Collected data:
^^^^

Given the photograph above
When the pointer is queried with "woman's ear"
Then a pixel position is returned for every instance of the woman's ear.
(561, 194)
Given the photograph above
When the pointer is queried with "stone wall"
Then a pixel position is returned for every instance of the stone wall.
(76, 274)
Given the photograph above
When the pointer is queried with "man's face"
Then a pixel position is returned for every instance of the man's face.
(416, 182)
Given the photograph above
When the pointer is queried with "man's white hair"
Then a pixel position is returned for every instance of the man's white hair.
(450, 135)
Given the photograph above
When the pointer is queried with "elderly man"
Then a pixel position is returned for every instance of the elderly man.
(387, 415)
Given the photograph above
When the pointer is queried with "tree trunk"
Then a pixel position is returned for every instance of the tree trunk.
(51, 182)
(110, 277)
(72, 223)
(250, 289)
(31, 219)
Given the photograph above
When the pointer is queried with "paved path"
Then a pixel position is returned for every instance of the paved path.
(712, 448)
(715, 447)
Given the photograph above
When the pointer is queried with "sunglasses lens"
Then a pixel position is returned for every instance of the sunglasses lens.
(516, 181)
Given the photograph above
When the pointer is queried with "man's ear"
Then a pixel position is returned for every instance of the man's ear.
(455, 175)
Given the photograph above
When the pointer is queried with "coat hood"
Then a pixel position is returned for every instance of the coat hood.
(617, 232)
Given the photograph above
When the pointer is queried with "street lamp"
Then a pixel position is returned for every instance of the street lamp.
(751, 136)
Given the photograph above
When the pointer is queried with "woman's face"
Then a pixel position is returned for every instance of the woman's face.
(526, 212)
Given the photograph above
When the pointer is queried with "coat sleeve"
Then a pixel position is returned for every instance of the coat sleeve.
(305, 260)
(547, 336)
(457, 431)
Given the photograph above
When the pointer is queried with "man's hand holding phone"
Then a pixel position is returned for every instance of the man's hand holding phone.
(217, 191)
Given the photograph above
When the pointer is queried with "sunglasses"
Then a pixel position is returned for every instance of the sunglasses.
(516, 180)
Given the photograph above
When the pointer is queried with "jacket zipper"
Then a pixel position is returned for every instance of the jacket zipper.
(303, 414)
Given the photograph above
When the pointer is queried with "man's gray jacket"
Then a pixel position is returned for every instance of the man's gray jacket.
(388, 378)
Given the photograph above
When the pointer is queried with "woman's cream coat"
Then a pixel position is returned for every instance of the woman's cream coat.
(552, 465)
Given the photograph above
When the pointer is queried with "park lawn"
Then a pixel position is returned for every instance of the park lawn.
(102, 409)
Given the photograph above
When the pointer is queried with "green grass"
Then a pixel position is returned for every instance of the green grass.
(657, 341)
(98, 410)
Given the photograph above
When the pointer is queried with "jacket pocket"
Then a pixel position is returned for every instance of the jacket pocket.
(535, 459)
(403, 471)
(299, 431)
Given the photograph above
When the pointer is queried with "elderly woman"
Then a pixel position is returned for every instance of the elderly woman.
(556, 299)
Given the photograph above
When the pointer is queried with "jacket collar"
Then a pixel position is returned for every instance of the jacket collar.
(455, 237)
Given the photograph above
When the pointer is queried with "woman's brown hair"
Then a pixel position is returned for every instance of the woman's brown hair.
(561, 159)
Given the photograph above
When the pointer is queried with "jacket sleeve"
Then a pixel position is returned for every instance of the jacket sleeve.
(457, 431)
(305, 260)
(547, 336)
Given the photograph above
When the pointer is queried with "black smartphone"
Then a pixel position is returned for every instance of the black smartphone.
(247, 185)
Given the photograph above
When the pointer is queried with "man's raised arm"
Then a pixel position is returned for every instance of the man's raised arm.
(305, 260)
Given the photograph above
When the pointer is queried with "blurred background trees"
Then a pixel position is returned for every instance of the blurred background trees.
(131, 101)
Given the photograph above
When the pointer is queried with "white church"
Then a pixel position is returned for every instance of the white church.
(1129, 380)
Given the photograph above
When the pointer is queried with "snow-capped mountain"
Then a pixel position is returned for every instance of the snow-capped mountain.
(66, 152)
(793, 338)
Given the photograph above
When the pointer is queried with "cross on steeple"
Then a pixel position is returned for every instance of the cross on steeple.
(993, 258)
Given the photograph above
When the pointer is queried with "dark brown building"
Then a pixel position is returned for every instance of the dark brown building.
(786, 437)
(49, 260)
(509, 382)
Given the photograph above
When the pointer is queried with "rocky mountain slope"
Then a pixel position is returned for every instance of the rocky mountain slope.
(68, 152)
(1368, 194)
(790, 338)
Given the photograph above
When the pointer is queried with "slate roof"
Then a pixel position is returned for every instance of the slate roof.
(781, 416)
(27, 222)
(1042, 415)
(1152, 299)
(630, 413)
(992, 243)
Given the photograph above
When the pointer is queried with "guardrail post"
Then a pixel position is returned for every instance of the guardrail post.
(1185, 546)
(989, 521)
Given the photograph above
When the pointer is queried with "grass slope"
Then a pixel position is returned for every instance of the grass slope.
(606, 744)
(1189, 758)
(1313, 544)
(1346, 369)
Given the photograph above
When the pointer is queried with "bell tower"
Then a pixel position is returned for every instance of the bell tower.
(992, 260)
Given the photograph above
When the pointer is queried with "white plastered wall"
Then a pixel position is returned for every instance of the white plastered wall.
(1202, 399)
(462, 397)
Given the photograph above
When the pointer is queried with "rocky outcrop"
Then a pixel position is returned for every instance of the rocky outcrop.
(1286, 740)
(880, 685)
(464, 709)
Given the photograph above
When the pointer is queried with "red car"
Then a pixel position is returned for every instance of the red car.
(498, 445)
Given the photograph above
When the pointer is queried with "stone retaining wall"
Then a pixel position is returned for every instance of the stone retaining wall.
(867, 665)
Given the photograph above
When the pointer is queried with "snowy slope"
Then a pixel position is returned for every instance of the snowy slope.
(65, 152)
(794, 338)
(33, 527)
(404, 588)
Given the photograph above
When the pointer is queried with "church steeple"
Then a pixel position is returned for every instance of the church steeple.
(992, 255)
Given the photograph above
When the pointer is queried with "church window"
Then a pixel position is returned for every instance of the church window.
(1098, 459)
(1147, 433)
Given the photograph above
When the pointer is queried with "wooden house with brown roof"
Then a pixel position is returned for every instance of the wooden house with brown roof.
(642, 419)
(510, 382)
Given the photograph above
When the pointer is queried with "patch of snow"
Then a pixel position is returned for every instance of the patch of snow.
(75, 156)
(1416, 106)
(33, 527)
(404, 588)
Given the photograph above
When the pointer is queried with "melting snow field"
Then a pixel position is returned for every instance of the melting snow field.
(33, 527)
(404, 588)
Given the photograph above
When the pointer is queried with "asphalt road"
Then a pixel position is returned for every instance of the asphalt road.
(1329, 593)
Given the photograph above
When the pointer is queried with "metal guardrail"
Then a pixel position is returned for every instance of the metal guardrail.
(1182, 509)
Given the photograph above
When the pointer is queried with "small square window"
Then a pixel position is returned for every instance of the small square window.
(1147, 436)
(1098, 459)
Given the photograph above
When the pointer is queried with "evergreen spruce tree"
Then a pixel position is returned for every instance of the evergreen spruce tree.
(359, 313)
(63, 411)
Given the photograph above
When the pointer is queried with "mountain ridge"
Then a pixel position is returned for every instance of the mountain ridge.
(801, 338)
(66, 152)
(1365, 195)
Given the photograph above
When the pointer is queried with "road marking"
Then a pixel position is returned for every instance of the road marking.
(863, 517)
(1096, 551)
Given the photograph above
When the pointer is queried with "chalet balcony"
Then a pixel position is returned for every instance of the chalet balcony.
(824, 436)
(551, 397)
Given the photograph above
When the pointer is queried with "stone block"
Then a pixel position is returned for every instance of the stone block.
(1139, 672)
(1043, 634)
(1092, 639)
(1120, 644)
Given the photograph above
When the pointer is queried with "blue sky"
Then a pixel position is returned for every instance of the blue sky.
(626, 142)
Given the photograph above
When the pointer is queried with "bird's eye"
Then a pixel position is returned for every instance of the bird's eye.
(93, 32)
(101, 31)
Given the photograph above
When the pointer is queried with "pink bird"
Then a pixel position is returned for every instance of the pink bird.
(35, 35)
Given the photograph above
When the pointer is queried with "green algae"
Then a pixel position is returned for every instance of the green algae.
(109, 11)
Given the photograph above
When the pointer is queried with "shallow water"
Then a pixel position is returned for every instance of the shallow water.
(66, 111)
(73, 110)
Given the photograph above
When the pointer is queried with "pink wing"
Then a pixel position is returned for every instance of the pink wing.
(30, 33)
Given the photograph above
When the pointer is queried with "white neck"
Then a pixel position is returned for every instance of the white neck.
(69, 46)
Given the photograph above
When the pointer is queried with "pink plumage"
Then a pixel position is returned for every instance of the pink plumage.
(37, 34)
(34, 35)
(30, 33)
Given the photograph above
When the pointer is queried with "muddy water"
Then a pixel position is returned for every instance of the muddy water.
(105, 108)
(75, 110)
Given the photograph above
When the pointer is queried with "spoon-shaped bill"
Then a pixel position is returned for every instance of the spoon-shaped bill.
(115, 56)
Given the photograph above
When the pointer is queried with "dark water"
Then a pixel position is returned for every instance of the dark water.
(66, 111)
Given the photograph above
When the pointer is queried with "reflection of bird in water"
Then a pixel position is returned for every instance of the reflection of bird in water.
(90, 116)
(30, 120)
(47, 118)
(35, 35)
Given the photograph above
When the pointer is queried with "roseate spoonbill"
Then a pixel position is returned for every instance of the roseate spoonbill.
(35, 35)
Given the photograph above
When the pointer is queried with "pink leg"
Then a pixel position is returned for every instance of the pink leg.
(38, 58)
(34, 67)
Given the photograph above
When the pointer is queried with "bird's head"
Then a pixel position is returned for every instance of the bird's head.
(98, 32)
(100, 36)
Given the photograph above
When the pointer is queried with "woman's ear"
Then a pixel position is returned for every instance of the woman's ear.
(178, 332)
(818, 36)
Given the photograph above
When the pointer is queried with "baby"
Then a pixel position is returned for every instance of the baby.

^^^^

- What this task involves
Gather every line in the records above that contains the word "path".

- Answer below
When the pointer is queried with "paved path"
Then a pixel position is returned for every instance of the paved path.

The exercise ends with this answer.